Requirement =
Extract every line of the data below that contains the word "outline".

Input =
----------

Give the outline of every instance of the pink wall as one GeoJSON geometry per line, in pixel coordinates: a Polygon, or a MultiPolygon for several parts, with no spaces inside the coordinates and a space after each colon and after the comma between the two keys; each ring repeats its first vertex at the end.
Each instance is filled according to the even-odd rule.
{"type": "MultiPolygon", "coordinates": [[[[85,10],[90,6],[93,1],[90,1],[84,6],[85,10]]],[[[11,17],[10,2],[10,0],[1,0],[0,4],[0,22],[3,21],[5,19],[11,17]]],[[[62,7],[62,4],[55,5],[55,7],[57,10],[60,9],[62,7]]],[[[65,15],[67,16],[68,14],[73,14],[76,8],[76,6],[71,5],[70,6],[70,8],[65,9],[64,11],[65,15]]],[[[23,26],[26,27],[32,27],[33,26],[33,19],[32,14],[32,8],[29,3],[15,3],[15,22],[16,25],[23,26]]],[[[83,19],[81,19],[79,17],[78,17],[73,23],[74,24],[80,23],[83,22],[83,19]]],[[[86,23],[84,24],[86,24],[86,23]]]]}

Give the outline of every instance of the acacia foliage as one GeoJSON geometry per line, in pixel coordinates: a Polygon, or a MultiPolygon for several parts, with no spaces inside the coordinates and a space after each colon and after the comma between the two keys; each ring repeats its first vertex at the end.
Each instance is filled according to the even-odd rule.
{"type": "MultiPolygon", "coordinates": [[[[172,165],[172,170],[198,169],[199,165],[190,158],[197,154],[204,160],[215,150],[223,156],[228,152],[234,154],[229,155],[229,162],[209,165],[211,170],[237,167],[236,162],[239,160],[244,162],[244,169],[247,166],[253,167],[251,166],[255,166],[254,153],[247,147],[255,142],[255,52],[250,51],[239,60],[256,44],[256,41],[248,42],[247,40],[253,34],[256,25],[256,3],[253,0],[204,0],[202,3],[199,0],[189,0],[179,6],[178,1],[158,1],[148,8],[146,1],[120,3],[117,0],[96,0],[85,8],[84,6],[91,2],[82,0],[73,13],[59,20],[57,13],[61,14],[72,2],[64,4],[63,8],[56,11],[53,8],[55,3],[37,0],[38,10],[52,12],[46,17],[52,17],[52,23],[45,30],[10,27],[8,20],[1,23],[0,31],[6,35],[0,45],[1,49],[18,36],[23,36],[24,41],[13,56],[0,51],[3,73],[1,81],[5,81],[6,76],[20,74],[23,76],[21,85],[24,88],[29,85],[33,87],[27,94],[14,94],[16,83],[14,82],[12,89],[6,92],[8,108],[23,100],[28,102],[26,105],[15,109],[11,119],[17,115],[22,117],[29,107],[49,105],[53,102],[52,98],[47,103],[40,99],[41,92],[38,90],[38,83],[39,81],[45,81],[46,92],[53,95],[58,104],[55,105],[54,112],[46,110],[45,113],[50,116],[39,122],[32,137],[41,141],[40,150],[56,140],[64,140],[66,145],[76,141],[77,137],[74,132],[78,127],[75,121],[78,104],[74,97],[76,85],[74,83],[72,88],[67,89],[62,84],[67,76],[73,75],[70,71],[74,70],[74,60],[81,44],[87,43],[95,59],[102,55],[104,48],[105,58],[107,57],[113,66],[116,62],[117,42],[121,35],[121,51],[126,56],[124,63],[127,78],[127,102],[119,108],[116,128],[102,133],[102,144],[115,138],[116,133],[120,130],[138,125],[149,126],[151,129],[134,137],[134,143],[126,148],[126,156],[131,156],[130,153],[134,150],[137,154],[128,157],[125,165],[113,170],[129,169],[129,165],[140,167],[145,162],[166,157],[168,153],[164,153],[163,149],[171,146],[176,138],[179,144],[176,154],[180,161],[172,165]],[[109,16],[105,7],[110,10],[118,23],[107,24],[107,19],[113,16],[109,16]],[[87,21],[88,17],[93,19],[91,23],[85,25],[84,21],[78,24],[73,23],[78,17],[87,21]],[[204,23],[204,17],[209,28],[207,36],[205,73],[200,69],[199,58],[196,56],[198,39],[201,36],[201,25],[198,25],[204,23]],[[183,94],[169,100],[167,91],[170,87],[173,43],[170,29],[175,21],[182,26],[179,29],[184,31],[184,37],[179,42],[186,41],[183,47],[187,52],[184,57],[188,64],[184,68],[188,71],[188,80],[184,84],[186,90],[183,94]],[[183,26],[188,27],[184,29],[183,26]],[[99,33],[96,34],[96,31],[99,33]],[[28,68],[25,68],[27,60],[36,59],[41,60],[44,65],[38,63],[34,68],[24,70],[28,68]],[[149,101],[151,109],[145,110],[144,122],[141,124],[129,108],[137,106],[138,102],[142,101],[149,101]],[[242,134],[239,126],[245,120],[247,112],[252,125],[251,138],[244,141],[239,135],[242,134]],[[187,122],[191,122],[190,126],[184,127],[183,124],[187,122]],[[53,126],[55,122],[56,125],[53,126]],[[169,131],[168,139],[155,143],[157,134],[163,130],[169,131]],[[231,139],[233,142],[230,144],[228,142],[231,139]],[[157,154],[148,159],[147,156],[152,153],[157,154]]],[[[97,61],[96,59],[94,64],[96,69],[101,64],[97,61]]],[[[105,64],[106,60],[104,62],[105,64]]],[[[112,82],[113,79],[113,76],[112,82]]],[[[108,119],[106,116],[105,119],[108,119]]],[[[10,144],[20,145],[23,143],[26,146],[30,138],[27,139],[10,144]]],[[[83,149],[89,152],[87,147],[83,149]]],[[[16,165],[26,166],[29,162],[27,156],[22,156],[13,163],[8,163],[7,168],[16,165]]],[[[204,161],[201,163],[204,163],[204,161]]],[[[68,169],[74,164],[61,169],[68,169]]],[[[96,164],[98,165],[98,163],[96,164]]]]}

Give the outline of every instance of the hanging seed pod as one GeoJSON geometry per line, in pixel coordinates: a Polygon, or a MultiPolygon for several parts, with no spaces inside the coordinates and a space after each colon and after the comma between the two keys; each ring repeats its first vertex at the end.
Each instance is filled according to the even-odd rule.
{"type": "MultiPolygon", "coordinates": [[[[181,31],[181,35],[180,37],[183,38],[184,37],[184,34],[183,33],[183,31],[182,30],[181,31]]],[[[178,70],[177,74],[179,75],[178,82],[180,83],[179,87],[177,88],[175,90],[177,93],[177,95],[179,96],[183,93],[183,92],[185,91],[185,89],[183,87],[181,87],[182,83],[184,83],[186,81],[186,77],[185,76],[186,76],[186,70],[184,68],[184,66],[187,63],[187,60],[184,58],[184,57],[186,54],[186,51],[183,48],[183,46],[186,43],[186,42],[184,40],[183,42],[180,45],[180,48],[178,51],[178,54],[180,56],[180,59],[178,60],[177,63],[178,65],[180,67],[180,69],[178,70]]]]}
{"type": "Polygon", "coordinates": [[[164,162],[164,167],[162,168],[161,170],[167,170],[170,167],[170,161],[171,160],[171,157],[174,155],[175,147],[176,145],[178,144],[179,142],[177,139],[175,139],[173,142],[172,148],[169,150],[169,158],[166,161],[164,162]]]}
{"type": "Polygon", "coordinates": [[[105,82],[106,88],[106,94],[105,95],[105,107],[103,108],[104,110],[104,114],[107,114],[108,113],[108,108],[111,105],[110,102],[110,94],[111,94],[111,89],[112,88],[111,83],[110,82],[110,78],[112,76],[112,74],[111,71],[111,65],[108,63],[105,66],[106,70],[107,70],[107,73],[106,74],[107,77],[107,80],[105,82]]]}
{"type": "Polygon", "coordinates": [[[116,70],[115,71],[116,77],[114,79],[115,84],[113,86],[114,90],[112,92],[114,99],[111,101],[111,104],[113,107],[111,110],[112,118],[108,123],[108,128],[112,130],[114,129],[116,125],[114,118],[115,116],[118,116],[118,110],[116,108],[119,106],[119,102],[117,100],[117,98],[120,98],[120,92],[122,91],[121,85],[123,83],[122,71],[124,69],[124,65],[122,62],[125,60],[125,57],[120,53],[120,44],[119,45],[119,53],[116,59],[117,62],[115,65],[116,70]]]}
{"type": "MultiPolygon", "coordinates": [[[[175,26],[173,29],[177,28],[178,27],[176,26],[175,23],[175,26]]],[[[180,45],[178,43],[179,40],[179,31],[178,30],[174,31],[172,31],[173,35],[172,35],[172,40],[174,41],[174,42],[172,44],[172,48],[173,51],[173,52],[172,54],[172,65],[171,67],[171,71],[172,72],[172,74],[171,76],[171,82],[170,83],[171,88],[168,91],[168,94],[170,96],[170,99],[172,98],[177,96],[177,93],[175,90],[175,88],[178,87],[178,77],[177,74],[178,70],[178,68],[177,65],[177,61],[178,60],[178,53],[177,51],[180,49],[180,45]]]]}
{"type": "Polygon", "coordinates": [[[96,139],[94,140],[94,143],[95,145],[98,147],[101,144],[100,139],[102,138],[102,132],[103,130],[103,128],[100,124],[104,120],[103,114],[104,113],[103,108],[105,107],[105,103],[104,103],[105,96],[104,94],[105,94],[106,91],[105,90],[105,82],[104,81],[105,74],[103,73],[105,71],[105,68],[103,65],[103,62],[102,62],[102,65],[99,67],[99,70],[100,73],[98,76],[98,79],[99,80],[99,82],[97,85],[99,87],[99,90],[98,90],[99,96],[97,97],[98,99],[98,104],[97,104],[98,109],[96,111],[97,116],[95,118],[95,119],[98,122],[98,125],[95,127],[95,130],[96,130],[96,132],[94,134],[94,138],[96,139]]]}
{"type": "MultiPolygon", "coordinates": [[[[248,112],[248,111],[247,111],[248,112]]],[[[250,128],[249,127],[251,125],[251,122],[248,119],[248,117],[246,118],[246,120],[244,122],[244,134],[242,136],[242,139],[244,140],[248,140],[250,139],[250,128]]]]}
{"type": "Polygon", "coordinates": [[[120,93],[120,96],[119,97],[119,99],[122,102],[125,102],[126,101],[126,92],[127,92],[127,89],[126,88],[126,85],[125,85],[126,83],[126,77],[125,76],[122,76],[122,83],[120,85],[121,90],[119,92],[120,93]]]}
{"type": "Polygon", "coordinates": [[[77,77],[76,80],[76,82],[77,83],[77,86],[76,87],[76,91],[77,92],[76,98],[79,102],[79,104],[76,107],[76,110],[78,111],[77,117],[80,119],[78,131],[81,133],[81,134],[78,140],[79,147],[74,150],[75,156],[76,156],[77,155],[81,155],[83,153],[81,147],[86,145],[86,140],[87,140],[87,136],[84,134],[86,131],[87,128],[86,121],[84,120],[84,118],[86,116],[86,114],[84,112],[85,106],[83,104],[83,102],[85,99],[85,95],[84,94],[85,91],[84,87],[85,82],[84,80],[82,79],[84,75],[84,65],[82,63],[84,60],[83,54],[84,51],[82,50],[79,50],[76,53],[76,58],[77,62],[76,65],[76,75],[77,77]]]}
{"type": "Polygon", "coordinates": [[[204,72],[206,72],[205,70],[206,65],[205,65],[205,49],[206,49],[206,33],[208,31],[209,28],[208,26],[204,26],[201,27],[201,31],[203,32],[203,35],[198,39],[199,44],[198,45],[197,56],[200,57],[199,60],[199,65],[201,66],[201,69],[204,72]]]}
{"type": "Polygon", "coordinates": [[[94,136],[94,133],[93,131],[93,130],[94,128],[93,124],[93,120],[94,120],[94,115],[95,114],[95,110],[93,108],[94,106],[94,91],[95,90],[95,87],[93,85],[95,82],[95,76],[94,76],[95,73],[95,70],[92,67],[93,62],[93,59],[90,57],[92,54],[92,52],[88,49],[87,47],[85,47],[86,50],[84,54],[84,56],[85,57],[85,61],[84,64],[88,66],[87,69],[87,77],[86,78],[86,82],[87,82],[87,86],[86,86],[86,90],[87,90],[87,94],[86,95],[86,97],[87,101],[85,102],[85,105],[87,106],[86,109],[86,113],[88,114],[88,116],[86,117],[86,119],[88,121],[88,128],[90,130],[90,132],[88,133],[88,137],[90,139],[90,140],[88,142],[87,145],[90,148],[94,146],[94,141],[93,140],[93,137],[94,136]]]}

----------

Output for this task =
Give the outline of every instance of the pink wall as one GeoJSON geometry per line, in pixel coordinates: a Polygon, or a MultiPolygon for several parts, with no spaces inside the coordinates and a space after each colon and after the comma between the two keys; each ring repeats its first vertex at the end.
Give the outline of every instance of the acacia foliage as one GeoJSON geometry per line, in pixel coordinates: a Polygon, or a MultiPolygon for several parts, with no spaces inside the coordinates and a space after each colon and after the comma between the two keys; each ring repeats its first vertex at the end.
Give the outline of every instance of the hanging seed pod as one GeoJSON geometry per line, in pixel coordinates: a Polygon, or a MultiPolygon for several parts, with no spaces inside the coordinates and a space after each colon and after the comma between the two keys; each ring repeats its first vertex at the end.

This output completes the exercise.